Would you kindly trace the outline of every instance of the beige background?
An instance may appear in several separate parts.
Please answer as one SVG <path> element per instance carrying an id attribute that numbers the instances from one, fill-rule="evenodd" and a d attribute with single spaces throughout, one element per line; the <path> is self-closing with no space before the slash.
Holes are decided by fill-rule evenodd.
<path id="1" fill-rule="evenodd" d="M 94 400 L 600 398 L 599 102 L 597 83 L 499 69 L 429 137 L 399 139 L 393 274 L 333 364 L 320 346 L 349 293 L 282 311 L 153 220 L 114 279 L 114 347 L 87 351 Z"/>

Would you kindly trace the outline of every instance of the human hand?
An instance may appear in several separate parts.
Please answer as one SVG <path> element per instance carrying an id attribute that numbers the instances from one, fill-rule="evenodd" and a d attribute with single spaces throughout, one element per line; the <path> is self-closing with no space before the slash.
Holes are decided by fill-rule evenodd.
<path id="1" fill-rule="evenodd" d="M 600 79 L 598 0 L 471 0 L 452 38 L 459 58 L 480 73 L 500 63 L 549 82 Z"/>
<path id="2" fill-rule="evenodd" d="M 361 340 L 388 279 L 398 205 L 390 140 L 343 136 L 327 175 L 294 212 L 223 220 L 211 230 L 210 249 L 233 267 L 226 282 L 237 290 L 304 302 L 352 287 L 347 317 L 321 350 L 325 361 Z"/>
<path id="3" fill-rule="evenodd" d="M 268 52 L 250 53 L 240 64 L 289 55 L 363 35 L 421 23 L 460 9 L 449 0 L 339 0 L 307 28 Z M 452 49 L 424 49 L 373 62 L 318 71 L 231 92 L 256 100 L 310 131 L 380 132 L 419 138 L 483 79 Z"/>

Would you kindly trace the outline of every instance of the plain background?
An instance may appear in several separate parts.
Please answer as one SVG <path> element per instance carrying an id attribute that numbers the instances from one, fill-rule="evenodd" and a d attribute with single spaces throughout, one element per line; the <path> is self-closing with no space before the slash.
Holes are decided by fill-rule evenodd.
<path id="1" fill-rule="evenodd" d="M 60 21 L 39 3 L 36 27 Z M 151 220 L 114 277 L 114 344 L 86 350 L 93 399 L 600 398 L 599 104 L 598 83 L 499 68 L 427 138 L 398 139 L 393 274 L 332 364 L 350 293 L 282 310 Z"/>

-------

- [REQUIRED WORK]: What lines in the material mention "Would"? Copy every one of them.

- [WRITTEN RESPONSE]:
Would you kindly trace the outline of every instance of the beige background?
Would you kindly trace the outline of every instance of the human hand?
Would you kindly trace the outline of every instance of the plain background?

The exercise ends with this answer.